======== Material provided
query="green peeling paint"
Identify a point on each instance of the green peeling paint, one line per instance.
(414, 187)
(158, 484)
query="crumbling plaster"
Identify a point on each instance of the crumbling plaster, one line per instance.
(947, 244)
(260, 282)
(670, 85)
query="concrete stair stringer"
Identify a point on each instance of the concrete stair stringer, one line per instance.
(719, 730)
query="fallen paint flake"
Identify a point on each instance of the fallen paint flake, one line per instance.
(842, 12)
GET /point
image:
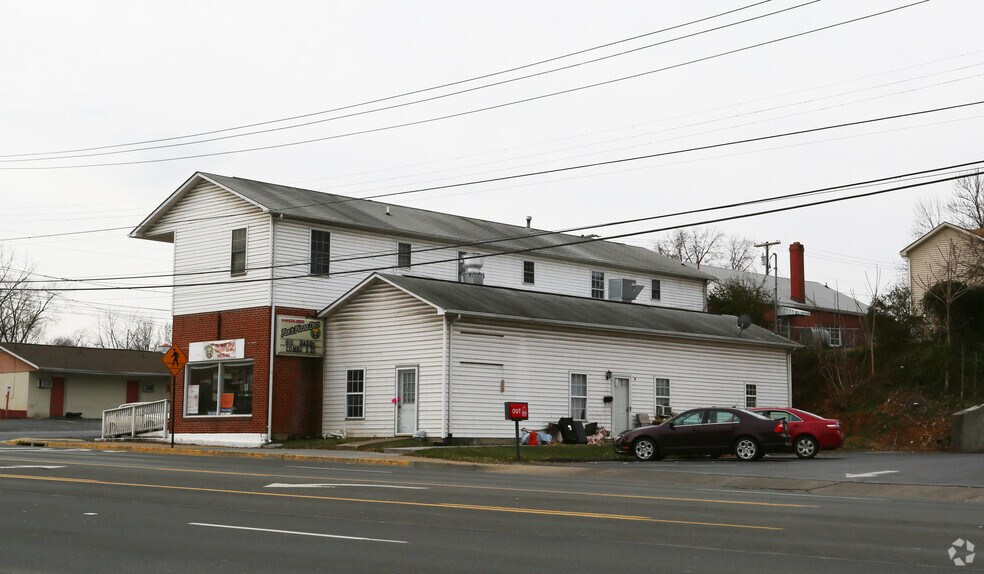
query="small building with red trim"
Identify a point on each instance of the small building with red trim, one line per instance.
(42, 381)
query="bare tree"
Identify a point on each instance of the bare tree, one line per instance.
(708, 246)
(117, 331)
(23, 305)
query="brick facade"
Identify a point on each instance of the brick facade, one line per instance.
(297, 381)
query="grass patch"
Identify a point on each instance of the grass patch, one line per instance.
(507, 454)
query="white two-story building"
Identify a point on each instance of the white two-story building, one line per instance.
(255, 263)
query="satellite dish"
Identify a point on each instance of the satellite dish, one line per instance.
(744, 322)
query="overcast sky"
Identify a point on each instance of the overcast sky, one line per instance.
(80, 75)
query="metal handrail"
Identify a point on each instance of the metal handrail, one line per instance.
(135, 418)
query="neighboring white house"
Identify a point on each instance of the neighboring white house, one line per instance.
(408, 353)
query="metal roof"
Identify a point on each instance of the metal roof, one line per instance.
(548, 308)
(381, 217)
(58, 358)
(818, 296)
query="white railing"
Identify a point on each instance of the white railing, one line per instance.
(134, 419)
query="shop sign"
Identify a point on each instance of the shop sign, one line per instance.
(217, 350)
(300, 336)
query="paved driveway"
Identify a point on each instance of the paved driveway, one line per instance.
(50, 428)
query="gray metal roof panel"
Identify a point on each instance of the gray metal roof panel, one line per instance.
(366, 214)
(534, 306)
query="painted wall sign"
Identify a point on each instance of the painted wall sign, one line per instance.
(300, 336)
(217, 350)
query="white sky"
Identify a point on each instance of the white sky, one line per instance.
(88, 74)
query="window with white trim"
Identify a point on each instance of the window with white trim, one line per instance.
(220, 388)
(751, 396)
(320, 251)
(529, 275)
(238, 262)
(579, 396)
(403, 254)
(598, 284)
(355, 393)
(662, 394)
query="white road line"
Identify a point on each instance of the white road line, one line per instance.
(297, 533)
(285, 485)
(330, 469)
(868, 474)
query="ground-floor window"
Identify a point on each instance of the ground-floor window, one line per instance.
(355, 393)
(579, 396)
(219, 388)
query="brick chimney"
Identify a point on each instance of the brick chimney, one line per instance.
(797, 282)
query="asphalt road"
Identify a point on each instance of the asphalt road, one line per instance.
(76, 510)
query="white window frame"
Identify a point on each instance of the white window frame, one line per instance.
(661, 402)
(232, 251)
(361, 393)
(572, 396)
(751, 392)
(598, 276)
(326, 264)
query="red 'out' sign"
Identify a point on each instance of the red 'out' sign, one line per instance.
(517, 411)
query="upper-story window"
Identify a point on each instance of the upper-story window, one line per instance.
(598, 284)
(403, 254)
(320, 251)
(238, 264)
(529, 275)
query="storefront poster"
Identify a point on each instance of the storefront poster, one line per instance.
(217, 350)
(300, 336)
(192, 408)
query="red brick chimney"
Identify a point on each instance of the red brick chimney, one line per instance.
(797, 282)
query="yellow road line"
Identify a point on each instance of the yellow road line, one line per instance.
(447, 505)
(442, 485)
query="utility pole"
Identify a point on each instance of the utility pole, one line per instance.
(775, 292)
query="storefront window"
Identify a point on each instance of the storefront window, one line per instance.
(221, 388)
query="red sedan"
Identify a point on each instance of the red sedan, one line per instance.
(811, 433)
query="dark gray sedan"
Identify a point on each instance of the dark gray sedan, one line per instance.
(712, 431)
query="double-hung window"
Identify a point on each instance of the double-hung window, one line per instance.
(662, 392)
(579, 396)
(403, 254)
(355, 393)
(751, 396)
(598, 284)
(529, 275)
(238, 263)
(320, 251)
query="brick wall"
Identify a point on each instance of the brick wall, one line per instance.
(296, 385)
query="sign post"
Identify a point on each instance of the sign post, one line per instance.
(174, 359)
(517, 412)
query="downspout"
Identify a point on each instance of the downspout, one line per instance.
(446, 389)
(273, 327)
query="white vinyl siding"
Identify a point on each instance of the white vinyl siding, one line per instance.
(536, 366)
(202, 223)
(382, 330)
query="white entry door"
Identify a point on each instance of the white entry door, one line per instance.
(406, 401)
(621, 407)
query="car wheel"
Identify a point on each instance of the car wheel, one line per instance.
(806, 447)
(645, 449)
(747, 449)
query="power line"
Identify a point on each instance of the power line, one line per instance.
(409, 93)
(467, 112)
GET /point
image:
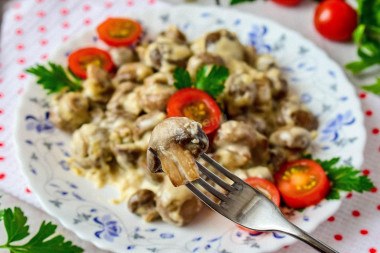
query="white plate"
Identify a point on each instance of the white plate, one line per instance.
(42, 149)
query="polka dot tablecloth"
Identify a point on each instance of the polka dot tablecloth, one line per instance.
(32, 29)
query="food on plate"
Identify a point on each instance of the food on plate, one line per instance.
(81, 58)
(302, 183)
(119, 31)
(180, 98)
(178, 142)
(267, 188)
(197, 105)
(335, 20)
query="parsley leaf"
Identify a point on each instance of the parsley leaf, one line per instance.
(16, 228)
(15, 224)
(183, 79)
(367, 37)
(232, 2)
(344, 178)
(212, 82)
(55, 78)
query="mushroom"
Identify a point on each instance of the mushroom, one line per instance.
(239, 93)
(167, 52)
(132, 72)
(122, 55)
(234, 143)
(90, 147)
(125, 101)
(221, 42)
(292, 112)
(69, 110)
(292, 137)
(143, 203)
(97, 87)
(178, 142)
(146, 123)
(177, 205)
(154, 94)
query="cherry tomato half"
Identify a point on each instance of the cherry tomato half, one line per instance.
(197, 105)
(302, 183)
(335, 20)
(265, 187)
(119, 31)
(288, 2)
(80, 59)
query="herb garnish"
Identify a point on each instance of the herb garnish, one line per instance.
(212, 83)
(367, 37)
(16, 228)
(343, 178)
(56, 78)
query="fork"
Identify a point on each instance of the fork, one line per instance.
(245, 205)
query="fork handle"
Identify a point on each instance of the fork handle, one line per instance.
(308, 239)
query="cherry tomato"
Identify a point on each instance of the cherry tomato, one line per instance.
(80, 59)
(302, 183)
(335, 20)
(265, 187)
(197, 105)
(288, 2)
(119, 31)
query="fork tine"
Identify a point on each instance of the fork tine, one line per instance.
(215, 178)
(203, 197)
(211, 189)
(221, 169)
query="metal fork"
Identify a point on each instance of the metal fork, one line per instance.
(247, 206)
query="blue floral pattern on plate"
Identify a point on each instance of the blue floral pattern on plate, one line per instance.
(81, 207)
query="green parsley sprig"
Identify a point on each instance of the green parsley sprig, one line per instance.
(210, 82)
(367, 37)
(16, 229)
(343, 178)
(54, 78)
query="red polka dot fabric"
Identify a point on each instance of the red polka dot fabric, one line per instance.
(33, 29)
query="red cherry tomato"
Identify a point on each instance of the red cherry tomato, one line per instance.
(80, 59)
(197, 105)
(119, 31)
(302, 183)
(288, 2)
(335, 20)
(265, 187)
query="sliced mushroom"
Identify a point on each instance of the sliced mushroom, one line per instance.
(122, 55)
(143, 204)
(125, 101)
(146, 123)
(178, 141)
(203, 59)
(291, 112)
(69, 110)
(155, 96)
(132, 72)
(97, 87)
(90, 147)
(177, 205)
(239, 93)
(292, 137)
(167, 52)
(234, 143)
(221, 42)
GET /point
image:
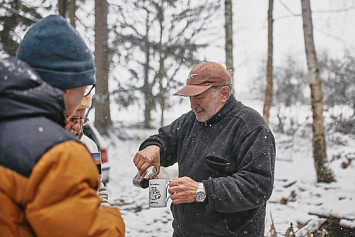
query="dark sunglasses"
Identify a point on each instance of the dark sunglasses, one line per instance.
(76, 120)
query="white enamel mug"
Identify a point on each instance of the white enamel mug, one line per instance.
(158, 192)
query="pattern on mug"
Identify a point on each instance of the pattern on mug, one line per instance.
(154, 194)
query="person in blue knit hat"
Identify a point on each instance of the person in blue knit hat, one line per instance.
(48, 178)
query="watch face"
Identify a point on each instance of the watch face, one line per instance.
(200, 196)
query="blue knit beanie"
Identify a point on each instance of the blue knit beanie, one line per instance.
(55, 50)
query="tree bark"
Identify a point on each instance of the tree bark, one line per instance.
(147, 91)
(229, 39)
(102, 106)
(161, 63)
(324, 174)
(269, 73)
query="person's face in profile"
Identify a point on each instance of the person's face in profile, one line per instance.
(74, 123)
(208, 103)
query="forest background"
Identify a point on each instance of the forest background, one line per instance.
(144, 50)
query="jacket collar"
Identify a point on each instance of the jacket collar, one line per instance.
(222, 112)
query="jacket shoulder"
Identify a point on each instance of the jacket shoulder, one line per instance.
(24, 141)
(249, 116)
================
Task statement: List every line in the position identification records that contains the word "plaster".

Correct output:
query="crumbling plaster"
Identify a point on each instance of the crumbling plaster, one line per instance.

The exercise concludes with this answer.